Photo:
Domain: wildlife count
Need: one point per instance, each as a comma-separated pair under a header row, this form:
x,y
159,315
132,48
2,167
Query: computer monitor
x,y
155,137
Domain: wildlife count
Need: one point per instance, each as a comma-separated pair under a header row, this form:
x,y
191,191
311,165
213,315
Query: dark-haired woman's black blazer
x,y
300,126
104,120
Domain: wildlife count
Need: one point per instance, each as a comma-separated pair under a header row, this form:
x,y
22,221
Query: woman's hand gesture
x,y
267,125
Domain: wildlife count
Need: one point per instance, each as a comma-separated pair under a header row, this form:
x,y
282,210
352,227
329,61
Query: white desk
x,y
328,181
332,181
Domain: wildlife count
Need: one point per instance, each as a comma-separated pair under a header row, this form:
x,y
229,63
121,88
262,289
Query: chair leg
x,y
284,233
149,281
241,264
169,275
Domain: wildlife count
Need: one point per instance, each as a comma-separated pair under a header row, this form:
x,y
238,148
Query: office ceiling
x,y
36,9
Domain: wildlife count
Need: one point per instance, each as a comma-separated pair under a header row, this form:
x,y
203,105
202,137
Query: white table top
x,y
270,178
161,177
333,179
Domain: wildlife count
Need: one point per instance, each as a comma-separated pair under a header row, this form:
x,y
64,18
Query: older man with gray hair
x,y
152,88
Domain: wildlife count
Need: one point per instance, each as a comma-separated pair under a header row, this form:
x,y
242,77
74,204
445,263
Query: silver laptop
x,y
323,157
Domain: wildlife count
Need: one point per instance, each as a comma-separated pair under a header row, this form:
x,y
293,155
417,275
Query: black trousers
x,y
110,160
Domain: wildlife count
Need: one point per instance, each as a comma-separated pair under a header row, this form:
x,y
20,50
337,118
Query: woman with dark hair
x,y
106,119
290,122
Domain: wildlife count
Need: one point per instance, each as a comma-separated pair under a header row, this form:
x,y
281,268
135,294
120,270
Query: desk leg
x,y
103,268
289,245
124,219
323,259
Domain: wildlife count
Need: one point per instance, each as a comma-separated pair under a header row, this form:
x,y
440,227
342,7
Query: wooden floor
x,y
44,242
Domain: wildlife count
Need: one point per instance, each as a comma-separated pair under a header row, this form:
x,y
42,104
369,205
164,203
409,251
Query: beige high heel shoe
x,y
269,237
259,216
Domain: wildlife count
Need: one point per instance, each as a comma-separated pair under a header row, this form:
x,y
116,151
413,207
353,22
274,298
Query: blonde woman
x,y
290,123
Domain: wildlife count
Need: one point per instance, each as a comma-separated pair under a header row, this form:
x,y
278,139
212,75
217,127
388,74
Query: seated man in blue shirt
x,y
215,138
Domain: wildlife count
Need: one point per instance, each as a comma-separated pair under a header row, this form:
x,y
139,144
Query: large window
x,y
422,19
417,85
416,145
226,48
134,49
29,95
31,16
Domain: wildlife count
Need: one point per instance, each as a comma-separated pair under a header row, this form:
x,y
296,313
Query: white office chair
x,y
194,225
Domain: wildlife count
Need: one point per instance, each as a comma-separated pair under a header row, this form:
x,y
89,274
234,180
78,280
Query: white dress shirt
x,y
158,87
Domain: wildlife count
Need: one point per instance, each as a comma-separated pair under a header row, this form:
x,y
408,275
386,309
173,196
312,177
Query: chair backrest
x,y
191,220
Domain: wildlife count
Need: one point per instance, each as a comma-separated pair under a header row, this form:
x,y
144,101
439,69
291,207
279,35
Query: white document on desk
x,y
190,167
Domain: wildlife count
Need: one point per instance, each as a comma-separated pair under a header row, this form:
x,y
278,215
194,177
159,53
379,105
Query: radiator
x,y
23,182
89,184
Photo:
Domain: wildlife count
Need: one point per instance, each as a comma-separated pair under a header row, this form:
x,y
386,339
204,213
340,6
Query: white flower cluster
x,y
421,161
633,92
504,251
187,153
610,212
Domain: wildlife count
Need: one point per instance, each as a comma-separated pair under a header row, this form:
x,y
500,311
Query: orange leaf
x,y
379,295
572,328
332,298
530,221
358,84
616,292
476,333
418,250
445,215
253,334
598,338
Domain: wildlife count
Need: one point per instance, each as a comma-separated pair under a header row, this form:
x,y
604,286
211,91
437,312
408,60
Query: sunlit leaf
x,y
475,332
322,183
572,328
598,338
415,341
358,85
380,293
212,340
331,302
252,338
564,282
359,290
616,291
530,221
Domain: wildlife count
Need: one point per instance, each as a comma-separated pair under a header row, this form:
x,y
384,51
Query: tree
***
Exercise details:
Could you reproduce every record exactly as shown above?

Task solution:
Photo:
Domain: wildlife count
Need: one point per instance, each as a comma-separated pair under a header row, this form:
x,y
159,315
132,48
2,167
Query: computer monitor
x,y
155,137
Domain: wildlife count
Need: one point per instance, each as a comma-separated pair under a header row, this form:
x,y
191,191
311,165
213,315
Query: dark-haired woman's black blazer
x,y
300,126
104,120
Domain: wildlife count
Need: one point per instance, each as a comma-separated pair under a header row, this form:
x,y
22,221
Query: woman's hand gesture
x,y
267,125
Domain: wildlife count
Need: one point per instance, each as a comma-separated pair under a header row, this form:
x,y
282,210
352,227
329,61
Query: white desk
x,y
328,181
332,181
Domain: wildlife count
Need: one point per instance, each as a comma-separated pair under a header row, this form:
x,y
229,63
121,88
262,289
Query: chair leg
x,y
284,233
149,281
241,264
169,275
Domain: wildlife count
Need: one point per instance, each as a comma-separated pair under a header row, this form:
x,y
238,148
Query: office ceiling
x,y
36,9
Domain: wildlife count
Need: one point per instance, each as a comma-separated pair under a header row, this form:
x,y
203,105
202,137
Query: white table top
x,y
270,178
161,177
333,179
Domain: wildlife count
Need: one point per instance, each as a comma-separated pair under a header row, this form:
x,y
64,18
Query: older man with gray hair
x,y
152,88
Domain: wildlife count
Need: one point per instance, each as a comma-separated pair under a header row, this form:
x,y
242,77
74,204
445,263
Query: silver laptop
x,y
323,157
Domain: wildlife count
Need: one point per instance, each as a comma-separated pair under a header row, this form:
x,y
293,155
417,275
Query: black trousers
x,y
110,160
Domain: wildlife count
Need: one point per instance, each as a comma-separated pair under a header row, this form:
x,y
20,50
337,118
Query: woman with dark hair
x,y
106,119
290,122
Domain: wildlife count
Need: one point per instance, each as a comma-separated pair under a header row, this form:
x,y
281,268
135,294
120,270
Query: desk leg
x,y
103,268
289,245
124,219
323,259
Domain: wildlife count
Need: one point per instance, each as a comma-separated pair under a header row, this form:
x,y
440,227
342,7
Query: wooden floor
x,y
44,242
Domain: wildlife count
Need: one point per instance, each as a comma-separated pair under a header row, this form:
x,y
42,104
369,205
164,203
409,251
Query: beige high heel shoe
x,y
269,237
259,216
Domain: wildlife count
Need: one point per instance, each as a comma-separated pair under a header row, this form:
x,y
116,151
413,207
353,22
274,298
Query: blonde woman
x,y
290,123
Domain: wildlife count
Need: one point per instance, each as a comma-separated pair under a header row, this form:
x,y
278,139
212,75
217,127
388,74
Query: seated man in blue shirt
x,y
215,138
Domain: wildlife count
Need: one point per instance, each as a comma-separated pair under a header row, this form:
x,y
139,144
Query: large window
x,y
422,19
417,85
416,145
226,48
134,49
29,95
31,16
Domain: wildlife count
Need: one point per instance, each as a comma-separated pair under a header row, this form:
x,y
296,313
Query: white office chair
x,y
194,225
Domain: wildlife count
Need: one point per instance, each as a comma-separated pair under a header row, this form:
x,y
89,274
234,180
78,280
Query: white dress shirt
x,y
158,87
Domain: wildlife count
Need: one point per instance, each as a comma-separated pair under a header row, this form:
x,y
408,275
386,309
173,196
312,177
Query: chair backrest
x,y
191,220
Domain: wildlife count
Need: one point per instance, each as a comma-separated pair under a header row, this form:
x,y
144,101
439,69
291,207
279,35
Query: white document on desk
x,y
190,167
Domain: wildlife count
Need: one point per instance, each as a comma-separated pair under a header row, this form:
x,y
278,215
194,177
159,53
379,105
Query: radiator
x,y
23,182
89,184
Photo:
Domain: wildlife count
Need: one point per instance, each as a comma-separated pair under a header row, this form:
x,y
386,339
204,213
340,6
Query: white flower cluster
x,y
421,161
633,92
504,251
187,153
610,212
Domain: wildlife count
Need: one point per instance, each as a comma-separated pair under a header row, this form:
x,y
500,311
Query: orange leaf
x,y
379,295
572,328
332,298
530,221
358,84
616,292
476,333
418,250
445,215
253,334
598,338
Domain: wildlife count
Need: one point per instance, each as a comma-separated pair under a header row, this form:
x,y
604,286
211,91
437,312
408,60
Query: sunlit leaf
x,y
475,332
322,183
572,328
598,338
415,341
358,85
380,293
212,340
331,302
252,338
564,282
359,290
616,291
530,221
Domain: wildlife count
Need: one point per instance, each as a comma-separated pair under a header row, this form:
x,y
384,51
Query: tree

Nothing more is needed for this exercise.